## Problem to work on
Scan the records for the string "below", then copy each line that has it.

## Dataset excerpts
>>>

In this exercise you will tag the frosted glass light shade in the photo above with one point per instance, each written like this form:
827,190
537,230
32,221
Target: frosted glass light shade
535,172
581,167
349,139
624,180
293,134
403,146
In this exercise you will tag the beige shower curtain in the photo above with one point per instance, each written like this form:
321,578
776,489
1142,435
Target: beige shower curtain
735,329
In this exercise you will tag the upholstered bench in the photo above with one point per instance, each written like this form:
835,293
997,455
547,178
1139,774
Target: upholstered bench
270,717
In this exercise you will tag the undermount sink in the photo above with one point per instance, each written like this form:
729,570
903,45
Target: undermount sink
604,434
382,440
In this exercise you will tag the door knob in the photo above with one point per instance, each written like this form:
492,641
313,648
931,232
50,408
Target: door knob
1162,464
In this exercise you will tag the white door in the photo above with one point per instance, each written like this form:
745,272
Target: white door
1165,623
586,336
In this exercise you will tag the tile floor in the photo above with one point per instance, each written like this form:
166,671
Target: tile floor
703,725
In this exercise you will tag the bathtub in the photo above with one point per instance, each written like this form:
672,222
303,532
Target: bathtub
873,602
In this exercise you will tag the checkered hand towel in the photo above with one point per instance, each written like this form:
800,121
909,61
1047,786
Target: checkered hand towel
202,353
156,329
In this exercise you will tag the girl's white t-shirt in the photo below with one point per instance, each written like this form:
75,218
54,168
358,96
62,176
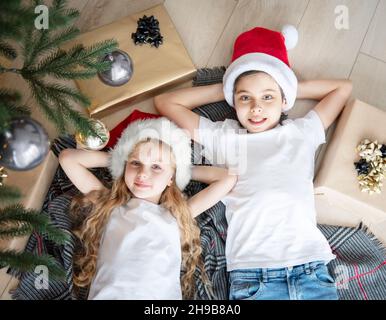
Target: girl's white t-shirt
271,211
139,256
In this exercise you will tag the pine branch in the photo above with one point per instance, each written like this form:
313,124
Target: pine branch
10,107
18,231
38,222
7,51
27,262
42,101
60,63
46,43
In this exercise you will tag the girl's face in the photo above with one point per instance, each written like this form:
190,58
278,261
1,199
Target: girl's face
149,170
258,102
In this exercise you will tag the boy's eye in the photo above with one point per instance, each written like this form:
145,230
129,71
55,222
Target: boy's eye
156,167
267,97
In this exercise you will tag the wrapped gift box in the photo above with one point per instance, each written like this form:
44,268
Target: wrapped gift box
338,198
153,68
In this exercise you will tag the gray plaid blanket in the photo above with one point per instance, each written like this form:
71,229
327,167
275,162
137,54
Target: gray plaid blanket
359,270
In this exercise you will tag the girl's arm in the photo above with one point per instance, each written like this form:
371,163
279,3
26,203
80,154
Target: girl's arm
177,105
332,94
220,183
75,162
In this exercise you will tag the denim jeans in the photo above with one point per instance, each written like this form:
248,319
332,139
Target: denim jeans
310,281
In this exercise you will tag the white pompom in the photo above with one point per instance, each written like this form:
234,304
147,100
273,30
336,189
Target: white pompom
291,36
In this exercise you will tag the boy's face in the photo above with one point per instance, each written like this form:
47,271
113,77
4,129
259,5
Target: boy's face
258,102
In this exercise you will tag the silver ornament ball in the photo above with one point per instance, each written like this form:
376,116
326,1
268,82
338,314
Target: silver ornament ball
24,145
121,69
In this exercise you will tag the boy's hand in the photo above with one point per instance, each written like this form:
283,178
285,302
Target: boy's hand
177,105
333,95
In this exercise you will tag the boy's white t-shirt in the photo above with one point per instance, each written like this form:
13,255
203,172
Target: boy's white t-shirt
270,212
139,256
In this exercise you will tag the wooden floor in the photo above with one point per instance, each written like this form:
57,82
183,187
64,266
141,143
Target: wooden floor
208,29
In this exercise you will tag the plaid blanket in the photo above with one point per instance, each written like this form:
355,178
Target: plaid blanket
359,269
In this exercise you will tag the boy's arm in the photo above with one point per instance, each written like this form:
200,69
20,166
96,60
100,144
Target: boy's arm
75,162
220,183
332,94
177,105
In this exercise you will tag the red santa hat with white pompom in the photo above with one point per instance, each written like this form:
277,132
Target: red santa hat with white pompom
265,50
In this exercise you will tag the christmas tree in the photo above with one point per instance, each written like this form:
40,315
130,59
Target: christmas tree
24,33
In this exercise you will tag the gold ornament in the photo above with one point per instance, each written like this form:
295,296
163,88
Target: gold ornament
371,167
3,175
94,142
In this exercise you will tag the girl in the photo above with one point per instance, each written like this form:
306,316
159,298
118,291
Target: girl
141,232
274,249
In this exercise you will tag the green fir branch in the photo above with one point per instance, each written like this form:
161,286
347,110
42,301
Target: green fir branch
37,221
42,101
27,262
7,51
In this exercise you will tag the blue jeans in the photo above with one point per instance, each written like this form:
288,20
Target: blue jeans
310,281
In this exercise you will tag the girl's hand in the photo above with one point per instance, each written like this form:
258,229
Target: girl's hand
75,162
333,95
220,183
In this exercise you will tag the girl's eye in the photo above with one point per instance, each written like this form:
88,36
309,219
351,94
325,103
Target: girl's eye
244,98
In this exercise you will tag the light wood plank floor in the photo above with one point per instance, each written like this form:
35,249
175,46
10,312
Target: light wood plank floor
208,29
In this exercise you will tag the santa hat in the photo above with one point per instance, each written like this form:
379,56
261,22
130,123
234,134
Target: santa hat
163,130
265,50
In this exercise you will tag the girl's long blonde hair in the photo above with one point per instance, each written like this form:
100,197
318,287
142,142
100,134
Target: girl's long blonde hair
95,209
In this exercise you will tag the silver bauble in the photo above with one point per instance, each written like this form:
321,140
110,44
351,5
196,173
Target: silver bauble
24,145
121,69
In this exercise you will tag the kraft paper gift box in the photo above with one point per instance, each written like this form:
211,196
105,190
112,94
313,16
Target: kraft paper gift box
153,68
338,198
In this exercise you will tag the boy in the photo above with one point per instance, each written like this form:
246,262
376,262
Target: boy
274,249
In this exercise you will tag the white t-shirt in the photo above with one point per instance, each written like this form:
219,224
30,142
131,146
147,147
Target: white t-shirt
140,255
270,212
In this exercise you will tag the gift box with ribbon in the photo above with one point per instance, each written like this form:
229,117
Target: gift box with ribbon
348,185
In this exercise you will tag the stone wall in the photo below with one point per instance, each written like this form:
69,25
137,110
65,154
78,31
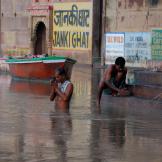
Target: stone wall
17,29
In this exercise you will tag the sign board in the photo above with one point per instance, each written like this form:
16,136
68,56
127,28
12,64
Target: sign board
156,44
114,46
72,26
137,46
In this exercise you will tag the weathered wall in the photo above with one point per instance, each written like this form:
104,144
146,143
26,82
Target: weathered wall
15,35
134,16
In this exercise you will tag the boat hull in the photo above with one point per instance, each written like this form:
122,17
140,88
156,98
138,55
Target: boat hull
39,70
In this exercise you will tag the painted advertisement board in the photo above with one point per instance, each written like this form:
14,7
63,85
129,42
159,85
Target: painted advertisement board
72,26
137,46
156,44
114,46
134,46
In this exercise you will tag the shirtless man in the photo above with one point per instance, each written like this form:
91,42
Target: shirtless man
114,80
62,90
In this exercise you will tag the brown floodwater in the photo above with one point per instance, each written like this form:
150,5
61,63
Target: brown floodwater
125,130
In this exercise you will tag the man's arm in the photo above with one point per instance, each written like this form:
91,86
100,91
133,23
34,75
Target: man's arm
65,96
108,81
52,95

<<<
>>>

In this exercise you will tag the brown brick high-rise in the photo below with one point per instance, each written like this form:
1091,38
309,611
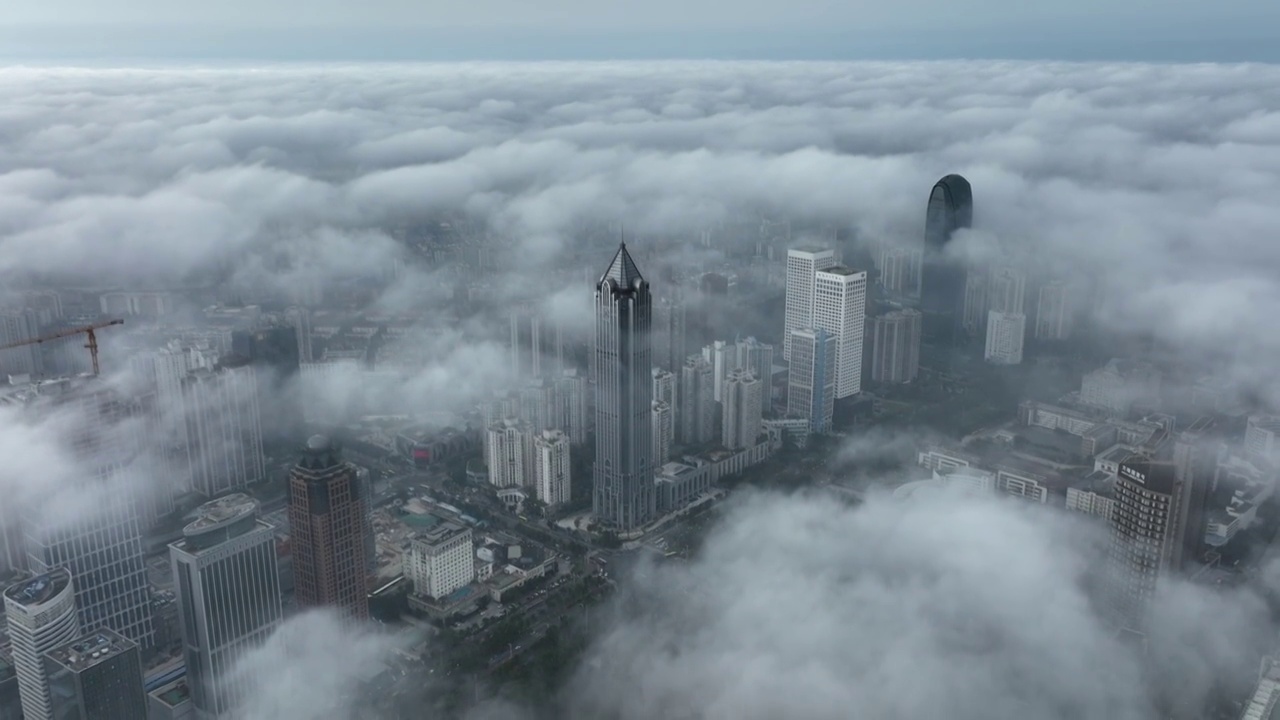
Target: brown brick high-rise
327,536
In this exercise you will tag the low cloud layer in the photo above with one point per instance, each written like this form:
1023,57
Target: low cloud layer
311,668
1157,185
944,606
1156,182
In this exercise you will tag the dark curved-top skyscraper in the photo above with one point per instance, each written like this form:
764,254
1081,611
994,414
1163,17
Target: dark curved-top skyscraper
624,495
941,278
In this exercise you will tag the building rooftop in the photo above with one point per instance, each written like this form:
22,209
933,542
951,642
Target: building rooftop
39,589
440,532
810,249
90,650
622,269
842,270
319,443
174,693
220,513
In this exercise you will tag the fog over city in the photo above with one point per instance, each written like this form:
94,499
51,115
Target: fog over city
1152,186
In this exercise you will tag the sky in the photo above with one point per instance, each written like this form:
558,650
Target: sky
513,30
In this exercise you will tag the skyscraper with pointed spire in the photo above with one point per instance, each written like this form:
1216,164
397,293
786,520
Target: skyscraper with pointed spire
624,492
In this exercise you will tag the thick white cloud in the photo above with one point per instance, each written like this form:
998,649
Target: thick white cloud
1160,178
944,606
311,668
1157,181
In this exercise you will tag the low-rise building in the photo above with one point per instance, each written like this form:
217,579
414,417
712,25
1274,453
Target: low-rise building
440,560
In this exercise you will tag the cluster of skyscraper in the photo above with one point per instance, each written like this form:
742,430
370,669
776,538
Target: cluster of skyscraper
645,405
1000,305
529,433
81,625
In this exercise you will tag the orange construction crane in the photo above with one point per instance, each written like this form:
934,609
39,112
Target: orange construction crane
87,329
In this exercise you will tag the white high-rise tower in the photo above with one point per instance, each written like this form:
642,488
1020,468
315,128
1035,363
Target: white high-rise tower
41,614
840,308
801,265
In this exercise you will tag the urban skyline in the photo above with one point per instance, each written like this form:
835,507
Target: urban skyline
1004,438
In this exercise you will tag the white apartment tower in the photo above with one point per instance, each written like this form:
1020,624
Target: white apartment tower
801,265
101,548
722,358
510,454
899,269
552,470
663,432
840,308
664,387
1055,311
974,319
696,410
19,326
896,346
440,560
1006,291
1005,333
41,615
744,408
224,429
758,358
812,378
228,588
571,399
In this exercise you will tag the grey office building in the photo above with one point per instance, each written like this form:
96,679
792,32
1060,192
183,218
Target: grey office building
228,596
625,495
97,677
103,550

<<<

## Answer section
In this exercise you will tag the girl's white t-shirt in the photo below with one point per instance, each written like this form:
In this exercise you will tag the stone wall in the photo below with one point per instance, each written like this form:
In this exercise you will tag the brown brick high-rise in the photo below with one point per instance, each written like this form:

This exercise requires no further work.